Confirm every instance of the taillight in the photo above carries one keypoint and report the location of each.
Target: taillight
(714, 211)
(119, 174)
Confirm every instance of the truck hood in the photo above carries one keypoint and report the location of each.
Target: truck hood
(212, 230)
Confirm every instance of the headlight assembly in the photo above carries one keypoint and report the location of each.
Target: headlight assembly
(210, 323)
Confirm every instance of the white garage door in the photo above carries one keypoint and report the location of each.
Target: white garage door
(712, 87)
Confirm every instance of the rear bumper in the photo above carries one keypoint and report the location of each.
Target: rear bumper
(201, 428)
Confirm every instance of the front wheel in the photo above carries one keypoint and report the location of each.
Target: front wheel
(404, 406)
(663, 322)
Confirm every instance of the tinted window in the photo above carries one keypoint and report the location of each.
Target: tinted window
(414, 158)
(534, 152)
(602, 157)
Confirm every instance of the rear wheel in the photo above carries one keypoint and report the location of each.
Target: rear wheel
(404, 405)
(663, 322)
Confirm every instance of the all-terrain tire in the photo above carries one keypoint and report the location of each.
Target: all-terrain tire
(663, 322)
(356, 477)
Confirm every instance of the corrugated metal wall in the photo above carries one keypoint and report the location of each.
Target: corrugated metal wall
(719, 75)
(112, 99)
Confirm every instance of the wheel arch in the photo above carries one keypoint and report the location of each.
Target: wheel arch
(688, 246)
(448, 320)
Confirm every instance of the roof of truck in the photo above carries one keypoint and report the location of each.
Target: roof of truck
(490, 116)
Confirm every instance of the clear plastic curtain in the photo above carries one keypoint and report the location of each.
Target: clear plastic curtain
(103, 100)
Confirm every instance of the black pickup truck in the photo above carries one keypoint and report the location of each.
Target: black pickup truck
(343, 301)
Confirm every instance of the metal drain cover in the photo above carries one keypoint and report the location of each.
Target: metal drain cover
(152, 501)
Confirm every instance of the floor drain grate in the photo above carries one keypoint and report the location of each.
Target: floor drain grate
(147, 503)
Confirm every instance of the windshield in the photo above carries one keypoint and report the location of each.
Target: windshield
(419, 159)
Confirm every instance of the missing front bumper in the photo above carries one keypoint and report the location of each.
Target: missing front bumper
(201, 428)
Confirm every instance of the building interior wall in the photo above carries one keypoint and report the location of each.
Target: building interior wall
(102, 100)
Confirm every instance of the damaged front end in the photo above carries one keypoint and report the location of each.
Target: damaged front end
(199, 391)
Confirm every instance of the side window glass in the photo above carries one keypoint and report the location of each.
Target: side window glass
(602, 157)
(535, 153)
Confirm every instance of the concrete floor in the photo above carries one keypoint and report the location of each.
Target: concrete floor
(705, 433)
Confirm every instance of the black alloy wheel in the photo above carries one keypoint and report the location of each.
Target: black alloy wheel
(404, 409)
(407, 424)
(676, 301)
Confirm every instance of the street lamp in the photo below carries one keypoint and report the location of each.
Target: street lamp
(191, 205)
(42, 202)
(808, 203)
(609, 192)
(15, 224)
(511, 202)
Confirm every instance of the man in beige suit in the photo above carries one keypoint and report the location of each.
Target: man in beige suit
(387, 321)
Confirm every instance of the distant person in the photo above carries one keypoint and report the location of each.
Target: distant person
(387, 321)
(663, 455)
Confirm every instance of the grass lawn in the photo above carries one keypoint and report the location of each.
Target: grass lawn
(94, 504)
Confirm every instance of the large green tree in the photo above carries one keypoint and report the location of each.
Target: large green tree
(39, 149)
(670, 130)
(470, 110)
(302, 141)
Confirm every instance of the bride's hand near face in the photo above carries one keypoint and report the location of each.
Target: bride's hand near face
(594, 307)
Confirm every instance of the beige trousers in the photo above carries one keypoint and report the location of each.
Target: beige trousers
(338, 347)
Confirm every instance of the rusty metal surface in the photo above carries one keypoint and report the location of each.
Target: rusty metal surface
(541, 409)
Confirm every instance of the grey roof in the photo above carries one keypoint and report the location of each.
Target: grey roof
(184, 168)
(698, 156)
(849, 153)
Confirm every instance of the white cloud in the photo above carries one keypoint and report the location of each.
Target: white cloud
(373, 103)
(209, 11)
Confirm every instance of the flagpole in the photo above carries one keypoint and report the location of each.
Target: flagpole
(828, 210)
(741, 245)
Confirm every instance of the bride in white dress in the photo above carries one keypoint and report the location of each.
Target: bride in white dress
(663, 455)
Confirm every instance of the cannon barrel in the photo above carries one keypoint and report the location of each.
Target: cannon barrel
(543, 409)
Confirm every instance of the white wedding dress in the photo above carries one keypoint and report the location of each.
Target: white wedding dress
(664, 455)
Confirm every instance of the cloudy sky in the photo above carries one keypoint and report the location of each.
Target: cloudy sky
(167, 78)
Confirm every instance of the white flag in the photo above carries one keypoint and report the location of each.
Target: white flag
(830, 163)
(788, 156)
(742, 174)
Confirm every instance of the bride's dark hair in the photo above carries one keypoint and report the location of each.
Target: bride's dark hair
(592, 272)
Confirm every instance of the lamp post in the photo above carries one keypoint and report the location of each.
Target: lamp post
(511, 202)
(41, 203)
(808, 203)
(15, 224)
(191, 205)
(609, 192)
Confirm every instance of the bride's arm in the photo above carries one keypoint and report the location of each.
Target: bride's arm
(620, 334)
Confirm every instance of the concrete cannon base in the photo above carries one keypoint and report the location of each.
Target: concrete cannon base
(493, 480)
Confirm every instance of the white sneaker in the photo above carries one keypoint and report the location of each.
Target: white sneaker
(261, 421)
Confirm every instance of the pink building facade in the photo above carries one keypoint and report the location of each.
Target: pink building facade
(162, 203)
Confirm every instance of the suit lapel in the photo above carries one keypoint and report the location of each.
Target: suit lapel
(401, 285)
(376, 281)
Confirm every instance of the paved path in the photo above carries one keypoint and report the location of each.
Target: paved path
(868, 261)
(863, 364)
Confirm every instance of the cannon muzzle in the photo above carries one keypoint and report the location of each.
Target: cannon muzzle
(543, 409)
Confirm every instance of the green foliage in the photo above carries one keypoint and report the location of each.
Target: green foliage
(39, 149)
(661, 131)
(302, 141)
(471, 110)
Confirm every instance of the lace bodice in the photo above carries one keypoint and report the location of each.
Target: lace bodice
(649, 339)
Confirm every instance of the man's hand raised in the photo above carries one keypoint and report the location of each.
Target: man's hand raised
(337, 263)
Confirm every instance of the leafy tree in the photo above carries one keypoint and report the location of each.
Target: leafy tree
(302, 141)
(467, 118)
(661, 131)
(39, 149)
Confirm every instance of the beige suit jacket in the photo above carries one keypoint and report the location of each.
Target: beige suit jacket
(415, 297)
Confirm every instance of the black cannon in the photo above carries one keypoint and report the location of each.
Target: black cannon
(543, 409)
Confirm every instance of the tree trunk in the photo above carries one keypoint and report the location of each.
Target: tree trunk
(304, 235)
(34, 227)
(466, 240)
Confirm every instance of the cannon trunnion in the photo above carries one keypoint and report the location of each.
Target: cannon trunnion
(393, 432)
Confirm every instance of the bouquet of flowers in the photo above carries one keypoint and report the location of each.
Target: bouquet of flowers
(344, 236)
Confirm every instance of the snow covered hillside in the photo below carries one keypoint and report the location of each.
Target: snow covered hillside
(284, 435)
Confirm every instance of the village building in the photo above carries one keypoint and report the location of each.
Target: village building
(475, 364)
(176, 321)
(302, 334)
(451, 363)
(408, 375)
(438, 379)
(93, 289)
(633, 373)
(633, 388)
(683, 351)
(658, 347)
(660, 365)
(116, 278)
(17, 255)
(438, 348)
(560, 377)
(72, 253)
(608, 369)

================================

• _TASK TO COMPLETE_: Repeat every entry word for word.

• _EXERCISE RESPONSE_:
Confirm every instance of the taillight in the photo above carries one keypoint and report the location of each.
Target: taillight
(714, 211)
(119, 174)
Confirm every instance of the truck hood in the photo above carries one keypoint and report the location of each.
Target: truck hood
(212, 230)
Confirm every instance of the headlight assembly in the photo above carries one keypoint and report the location of each.
Target: headlight assembly
(210, 323)
Confirm every instance of the white garage door in the photo above carries one keypoint and report the location of each.
Target: white garage door
(712, 87)
Confirm every instance of the rear bumper in the photo above carries one keypoint and report the location of each.
Target: rear bumper
(201, 428)
Confirm every instance of the front wheel in the photo above carries one keypoint and report the location of each.
Target: front wheel
(404, 406)
(663, 322)
Confirm every instance of the tinted window in the photo above carries one keypoint and report the location of each.
Target: tinted window
(414, 158)
(534, 152)
(602, 157)
Confirm every instance of the rear wheel in the photo above carries one keypoint and report the location of each.
Target: rear wheel
(404, 405)
(663, 322)
Confirm every instance of the all-terrain tire in the photo above carries one keypoint and report the location of each.
Target: all-terrain tire
(663, 322)
(356, 477)
Confirm every instance of the corrugated metal wall in the photo above carries one keypoint and report the location of each.
Target: corrugated metal wall
(719, 75)
(112, 99)
Confirm every instance of the wheel arch in the photo above carries one keypoint and report the location of each.
Target: wheel arch
(688, 246)
(448, 320)
Confirm every instance of the roof of truck in the photo above carries one keypoint and report the location of each.
Target: roof of truck
(490, 116)
Confirm every instance of the clear plastic curtain in the photo above carries one keypoint and report the location of each.
Target: clear plastic curtain
(103, 100)
Confirm every instance of the black pickup truck in the photo above carries one keypoint and report the location of each.
Target: black pickup truck
(343, 301)
Confirm every instance of the metal drain cover in the photo above carries one keypoint and report the location of each.
Target: metal drain cover
(152, 501)
Confirm every instance of the floor drain grate in the photo above carries one keypoint and report the location of each.
Target: floor drain grate
(147, 503)
Confirm every instance of the windshield in the photo above carries one keypoint and report the location of each.
Target: windshield
(419, 159)
Confirm every instance of the missing front bumper in the photo above carries one keypoint and report the location of each.
Target: missing front bumper
(201, 428)
Confirm every instance of the building interior wall in the photo above carries one keypoint and report the location of each.
Target: building interior wall
(102, 100)
Confirm every instance of the damaged front end in the photo above carries one keypoint and report the location of each.
Target: damaged front end
(199, 391)
Confirm every instance of the side window glass in the photo above carries one keypoint and report the location of each.
Target: side window glass
(602, 157)
(535, 153)
Confirm every instance of the concrete floor in the photo above carries one keypoint and report the location of each.
Target: concrete floor
(705, 433)
Confirm every instance of the black alloy wheel in the photo above carries one keypoint and report the location of each.
Target: black alloy wheel
(404, 409)
(407, 424)
(676, 301)
Confirm every instance of the street lamp in the photo below carries one keypoint and report the location of each.
Target: street lamp
(191, 205)
(42, 202)
(808, 203)
(609, 192)
(15, 224)
(511, 202)
Confirm every instance of the man in beige suit in the photo above carries one keypoint and report the location of each.
Target: man in beige suit
(387, 321)
Confirm every instance of the distant person in the photo above carries one keypoint and report the location of each.
Target: distant person
(387, 321)
(663, 455)
Confirm every instance of the grass lawn in the photo above carries one keypoint and report the location of each.
Target: grass lawn
(94, 504)
Confirm every instance of the large green tree in the photo above carries one keypoint and report the location of each.
Target: large green tree
(39, 149)
(670, 130)
(470, 110)
(302, 141)
Confirm every instance of the bride's hand near face in the photo above carries one keypoint and report the location of each.
Target: bride's hand near face
(594, 307)
Confirm every instance of the beige trousers in the photo above carries one keypoint and report the location of each.
Target: beige trousers
(338, 347)
Confirm every instance of the rusty metal surface in the photo above carries one keypoint and report the location of each.
Target: rusty metal surface
(541, 409)
Confirm every instance of the grey roof in the photo above carries one keypoint and report the location of each.
Target: grey roof
(184, 168)
(698, 156)
(849, 153)
Confirm every instance of the white cloud in the photo above carries one keypoint and report the location of each.
Target: white cloud
(373, 103)
(209, 11)
Confirm every instance of the flagpole in the photo above carries one keypoint and report the location of each.
Target: flagpole
(828, 210)
(741, 245)
Confirm every instance of the bride in white dress in the photo above carries one keypoint and report the location of each.
Target: bride in white dress
(663, 455)
Confirm every instance of the cannon barrel in the photo above carries one keypoint and report the location of each.
Target: cannon barrel
(543, 409)
Confirm every instance of the white wedding dress in the photo above carries one keypoint and report the location of each.
Target: white wedding dress
(664, 455)
Confirm every instance of the cloudy sky in the photo above carries one keypoint and report the location of each.
Target: cloudy sky
(167, 78)
Confirm every instance of the white flag in the photo above carries one keypoint and report the location of each.
Target: white flag
(830, 163)
(788, 156)
(742, 174)
Confirm every instance of the bride's dark hair in the photo above carries one keypoint and report the location of each.
Target: bride's dark hair
(592, 272)
Confirm every instance of the lamp post in the photo above carries one keypoint and report the location of each.
Target: lamp post
(511, 202)
(41, 203)
(808, 203)
(15, 224)
(191, 205)
(609, 192)
Confirm every instance of the bride's arm in the photo above carries one keypoint and report the location of each.
Target: bride's arm
(620, 334)
Confirm every instance of the concrete cannon base in the photo above carries one keypoint and report the location of each.
Target: concrete cannon base
(493, 480)
Confirm every instance of the white sneaker in the photo above carries one keypoint and report the location of each.
Target: white sneaker
(261, 421)
Confirm every instance of the pink building facade in the photo above carries one keypoint and report the location of each.
Target: pink building facade
(162, 203)
Confirm every instance of the suit lapel in the photo above carries one keypoint and report the location of each.
Target: suit lapel
(401, 285)
(376, 281)
Confirm every instance of the paved path in the photo above carries one keypoint and report the location of each.
Target: paved path
(868, 261)
(863, 364)
Confirm every instance of the cannon muzzle in the photo above carries one keypoint and report the location of each.
Target: cannon muzzle
(543, 409)
Confirm every instance of the green foliage in the photo above carries one keypoint and report the location of each.
Target: green foliage
(39, 149)
(661, 131)
(302, 141)
(471, 110)
Confirm every instance of the lace bodice in the photo above carries one keypoint and report the location of each.
Target: lace bodice
(649, 339)
Confirm every instance of the man's hand raised in the photo above carries one keypoint and report the location of each.
Target: man's hand raised
(337, 263)
Confirm every instance of the leafy tree in the photo above carries one keypoint and report the location of each.
Target: leafy tree
(302, 141)
(467, 118)
(661, 131)
(39, 149)
Confirm every instance of the beige suit jacket in the photo above carries one keypoint and report the location of each.
Target: beige suit jacket
(415, 297)
Confirm every instance of the black cannon in the photo above carries one keypoint and report the location of each.
Target: black cannon
(543, 409)
Confirm every instance of the tree trunk in the photo above carries one keypoint and report the location of each.
Target: tree trunk
(304, 235)
(34, 227)
(466, 240)
Confirm every instance of the cannon trunnion in the photo above carries one keypoint and report the location of each.
Target: cannon trunnion
(393, 432)
Confirm every instance of the bouquet of flowers in the photo above carries one keypoint and report the location of each.
Target: bouquet of flowers
(344, 236)
Confirm every instance of the snow covered hillside in the photo below carries one keypoint and report the location of each.
Target: snow covered hillside
(284, 435)
Confirm every instance of the village building in the photo above carries one keypoint and report the location of each.
Target: village building
(475, 364)
(176, 321)
(302, 334)
(451, 363)
(408, 375)
(438, 379)
(93, 289)
(633, 373)
(633, 388)
(683, 351)
(658, 347)
(660, 365)
(116, 278)
(17, 255)
(438, 348)
(560, 377)
(72, 253)
(608, 369)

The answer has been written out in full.